**Exercise requirements:** Select each line of the data that holds the string "rough" and copy those lines.

Collected data entries:
---

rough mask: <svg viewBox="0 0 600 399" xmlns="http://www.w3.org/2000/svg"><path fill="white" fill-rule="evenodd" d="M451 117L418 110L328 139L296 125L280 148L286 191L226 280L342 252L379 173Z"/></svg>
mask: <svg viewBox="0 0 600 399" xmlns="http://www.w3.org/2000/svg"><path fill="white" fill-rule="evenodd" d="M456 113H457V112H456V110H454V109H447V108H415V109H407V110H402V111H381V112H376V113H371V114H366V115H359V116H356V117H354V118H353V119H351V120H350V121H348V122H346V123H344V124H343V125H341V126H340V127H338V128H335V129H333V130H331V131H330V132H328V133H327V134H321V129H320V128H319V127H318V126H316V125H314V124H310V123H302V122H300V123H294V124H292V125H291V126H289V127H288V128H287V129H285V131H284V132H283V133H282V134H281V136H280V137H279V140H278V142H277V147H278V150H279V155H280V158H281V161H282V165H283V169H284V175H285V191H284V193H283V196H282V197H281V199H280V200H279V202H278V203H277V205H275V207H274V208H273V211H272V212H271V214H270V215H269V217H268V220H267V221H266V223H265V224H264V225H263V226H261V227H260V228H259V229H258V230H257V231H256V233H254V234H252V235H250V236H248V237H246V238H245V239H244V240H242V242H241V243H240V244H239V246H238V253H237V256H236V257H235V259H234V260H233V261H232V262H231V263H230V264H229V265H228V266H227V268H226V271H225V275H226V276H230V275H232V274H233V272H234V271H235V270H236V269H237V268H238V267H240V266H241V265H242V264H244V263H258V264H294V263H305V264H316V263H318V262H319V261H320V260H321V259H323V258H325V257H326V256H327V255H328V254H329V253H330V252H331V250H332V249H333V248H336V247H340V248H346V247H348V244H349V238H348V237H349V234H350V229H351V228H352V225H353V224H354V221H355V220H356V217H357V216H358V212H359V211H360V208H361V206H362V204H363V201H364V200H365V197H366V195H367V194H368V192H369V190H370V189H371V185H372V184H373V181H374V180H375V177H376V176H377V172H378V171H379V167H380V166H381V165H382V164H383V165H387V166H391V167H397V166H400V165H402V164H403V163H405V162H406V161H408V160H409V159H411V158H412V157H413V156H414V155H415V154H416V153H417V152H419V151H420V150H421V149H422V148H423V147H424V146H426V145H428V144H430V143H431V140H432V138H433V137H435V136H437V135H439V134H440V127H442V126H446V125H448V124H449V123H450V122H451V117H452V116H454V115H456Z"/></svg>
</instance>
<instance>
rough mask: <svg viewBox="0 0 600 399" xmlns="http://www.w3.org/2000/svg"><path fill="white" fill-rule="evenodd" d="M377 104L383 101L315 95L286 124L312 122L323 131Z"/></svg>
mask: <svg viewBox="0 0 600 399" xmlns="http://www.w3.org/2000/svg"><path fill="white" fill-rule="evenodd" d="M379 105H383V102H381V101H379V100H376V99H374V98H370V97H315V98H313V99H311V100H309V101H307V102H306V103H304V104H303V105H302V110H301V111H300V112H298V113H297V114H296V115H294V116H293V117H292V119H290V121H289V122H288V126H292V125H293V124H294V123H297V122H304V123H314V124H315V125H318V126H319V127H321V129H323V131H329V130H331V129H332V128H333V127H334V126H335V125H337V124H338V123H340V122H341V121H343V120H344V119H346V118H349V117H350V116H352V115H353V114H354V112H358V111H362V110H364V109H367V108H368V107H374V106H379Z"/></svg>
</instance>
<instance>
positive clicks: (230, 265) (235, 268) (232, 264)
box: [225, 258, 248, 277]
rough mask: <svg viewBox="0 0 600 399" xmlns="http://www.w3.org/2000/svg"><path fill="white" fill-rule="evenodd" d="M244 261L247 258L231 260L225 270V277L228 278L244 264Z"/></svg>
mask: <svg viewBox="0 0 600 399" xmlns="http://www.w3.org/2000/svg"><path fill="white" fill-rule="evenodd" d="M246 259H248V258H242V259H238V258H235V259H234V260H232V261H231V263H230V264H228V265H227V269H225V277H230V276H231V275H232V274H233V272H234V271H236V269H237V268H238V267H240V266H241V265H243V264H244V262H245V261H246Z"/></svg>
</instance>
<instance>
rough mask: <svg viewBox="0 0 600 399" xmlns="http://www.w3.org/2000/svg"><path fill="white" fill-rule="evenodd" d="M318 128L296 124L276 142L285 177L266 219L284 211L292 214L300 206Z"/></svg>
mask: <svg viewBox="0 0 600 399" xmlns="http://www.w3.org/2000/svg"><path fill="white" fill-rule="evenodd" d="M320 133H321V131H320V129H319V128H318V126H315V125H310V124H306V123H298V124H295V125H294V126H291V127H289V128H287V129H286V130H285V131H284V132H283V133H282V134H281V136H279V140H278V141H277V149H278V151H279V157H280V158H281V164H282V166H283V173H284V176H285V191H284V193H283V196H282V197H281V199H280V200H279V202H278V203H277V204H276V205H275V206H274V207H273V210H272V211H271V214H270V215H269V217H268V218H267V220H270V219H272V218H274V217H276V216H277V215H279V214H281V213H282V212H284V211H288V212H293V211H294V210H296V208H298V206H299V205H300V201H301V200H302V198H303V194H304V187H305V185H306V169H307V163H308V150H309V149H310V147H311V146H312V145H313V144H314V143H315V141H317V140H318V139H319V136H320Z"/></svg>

---

**Answer below:**
rough mask: <svg viewBox="0 0 600 399" xmlns="http://www.w3.org/2000/svg"><path fill="white" fill-rule="evenodd" d="M451 117L418 110L328 139L296 125L280 148L286 191L226 280L342 252L379 173Z"/></svg>
rough mask: <svg viewBox="0 0 600 399" xmlns="http://www.w3.org/2000/svg"><path fill="white" fill-rule="evenodd" d="M377 104L383 101L315 95L286 124L312 122L323 131Z"/></svg>
rough mask: <svg viewBox="0 0 600 399" xmlns="http://www.w3.org/2000/svg"><path fill="white" fill-rule="evenodd" d="M244 261L247 258L231 260L225 270V277L228 278L244 264Z"/></svg>
rough mask: <svg viewBox="0 0 600 399" xmlns="http://www.w3.org/2000/svg"><path fill="white" fill-rule="evenodd" d="M318 128L296 124L276 142L285 177L266 219L284 211L292 214L300 206Z"/></svg>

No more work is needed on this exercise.